> _SHORT PROBLEM_
Please reproduce all of the following records word for word, without changing anything.

> _DATA SECTION_
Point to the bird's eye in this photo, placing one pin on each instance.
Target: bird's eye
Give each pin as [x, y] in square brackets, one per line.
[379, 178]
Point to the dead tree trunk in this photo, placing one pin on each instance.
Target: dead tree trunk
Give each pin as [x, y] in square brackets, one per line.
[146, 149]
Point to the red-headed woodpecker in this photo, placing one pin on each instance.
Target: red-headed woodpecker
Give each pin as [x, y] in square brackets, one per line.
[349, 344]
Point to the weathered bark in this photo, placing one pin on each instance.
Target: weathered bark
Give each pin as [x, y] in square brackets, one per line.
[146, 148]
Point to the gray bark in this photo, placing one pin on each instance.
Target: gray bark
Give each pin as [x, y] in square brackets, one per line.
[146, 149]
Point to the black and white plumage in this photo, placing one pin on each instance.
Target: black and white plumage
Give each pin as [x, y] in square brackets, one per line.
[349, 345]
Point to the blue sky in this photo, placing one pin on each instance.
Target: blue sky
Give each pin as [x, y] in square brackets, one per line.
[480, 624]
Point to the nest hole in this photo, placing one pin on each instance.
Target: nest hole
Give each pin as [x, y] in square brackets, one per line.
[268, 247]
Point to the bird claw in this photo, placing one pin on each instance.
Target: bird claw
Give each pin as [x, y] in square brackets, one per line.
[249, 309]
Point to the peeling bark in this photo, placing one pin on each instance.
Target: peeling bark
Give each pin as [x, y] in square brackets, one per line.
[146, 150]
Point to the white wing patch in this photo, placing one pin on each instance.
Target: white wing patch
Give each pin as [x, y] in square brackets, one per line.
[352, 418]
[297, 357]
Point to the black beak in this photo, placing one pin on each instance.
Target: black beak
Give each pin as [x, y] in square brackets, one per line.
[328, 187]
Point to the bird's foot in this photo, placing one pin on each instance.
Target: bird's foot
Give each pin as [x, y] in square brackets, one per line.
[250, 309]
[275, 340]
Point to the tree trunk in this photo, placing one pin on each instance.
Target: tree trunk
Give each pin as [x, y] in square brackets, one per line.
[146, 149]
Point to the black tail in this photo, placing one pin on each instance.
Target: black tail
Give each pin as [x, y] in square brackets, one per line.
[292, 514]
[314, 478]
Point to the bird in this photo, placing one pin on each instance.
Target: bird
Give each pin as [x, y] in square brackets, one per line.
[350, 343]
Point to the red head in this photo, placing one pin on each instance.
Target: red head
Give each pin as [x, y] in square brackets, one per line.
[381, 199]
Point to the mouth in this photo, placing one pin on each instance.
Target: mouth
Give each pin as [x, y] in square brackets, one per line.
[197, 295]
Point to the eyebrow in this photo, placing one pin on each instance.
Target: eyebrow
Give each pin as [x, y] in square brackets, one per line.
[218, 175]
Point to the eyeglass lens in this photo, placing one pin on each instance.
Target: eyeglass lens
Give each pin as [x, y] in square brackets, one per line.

> _REPLY_
Point to the bird's eye in this photo, placing one pin on each instance.
Target: bird's eye
Give each pin as [x, y] in square brackets, one per line.
[379, 178]
Point to the dead tree trunk in this photo, placing one pin on each instance.
Target: dead tree trunk
Give each pin as [x, y] in square brackets, one per line.
[146, 149]
Point to the red-headed woodpecker in this photo, placing one pin on each instance.
Target: red-headed woodpecker
Give each pin as [x, y] in square brackets, one per line.
[349, 344]
Point to the weathered bark in this photo, placing one pin on each instance.
Target: weathered bark
Give each pin as [x, y] in square brackets, one per line.
[146, 148]
Point to the gray bark in this photo, placing one pin on each instance.
Target: gray bark
Give each pin as [x, y] in square brackets, one per line.
[146, 149]
Point to the black and white plumage in this photo, placing one pin on each instance.
Target: black and white plumage
Give each pin as [x, y] in square brackets, one per line.
[349, 345]
Point to the blue sky in this photo, placing one pin on each instance.
Target: blue sky
Give each pin as [x, y] in square brackets, one per line.
[480, 624]
Point to the nest hole in this photo, placing one pin on each instance.
Target: nest hole
Give each pin as [x, y] in square brackets, one per line.
[268, 247]
Point to the bird claw in this photo, placing one pin on each instance.
Target: bird claw
Give each pin as [x, y] in square brackets, one per line.
[249, 309]
Point to the peeling bark in this photo, placing one pin on each instance.
Target: peeling bark
Give each pin as [x, y] in square brackets, one per line.
[146, 150]
Point to the white wing patch in this photo, placing one pin on each instance.
Target: white wing patch
Give each pin as [x, y] in square brackets, one per line.
[352, 418]
[297, 357]
Point to the black beak in this photo, placing one pin on each instance.
Target: black beak
Give each pin as [x, y] in square brackets, one per line.
[328, 187]
Point to the bird's foot in this photo, placing one pin on each instance.
Target: bird's foot
Give each pin as [x, y] in square brackets, one per line.
[250, 309]
[275, 340]
Point to the tree trunk in this photo, placing one pin on each instance.
Target: tree trunk
Give each pin as [x, y] in square brackets, one per line.
[146, 149]
Point to the black tail in this photo, placing one pin on each instance.
Target: black tail
Give each pin as [x, y] in square brackets, one per line.
[292, 514]
[314, 478]
Point to the bird in this photo, placing one pin on each instance.
Target: bird
Give each pin as [x, y] in square brackets, one per line.
[350, 343]
Point to the red head in this photo, placing one pin on each instance.
Target: red head
Give each pin as [x, y] in square brackets, one per line.
[381, 199]
Point to the mouth in this photo, placing one pin on each instance.
Target: mouth
Give each pin as [x, y] in square brackets, one per line.
[197, 295]
Point to the eyebrow in this photo, placing one pin on each instance.
Target: eyebrow
Give each pin as [x, y] in square brackets, one per line.
[218, 175]
Point to the eyeglass lens in this photo, placing one pin on each instance.
Target: eyeglass lens
Give each pin as [x, y] in square brackets, one per line.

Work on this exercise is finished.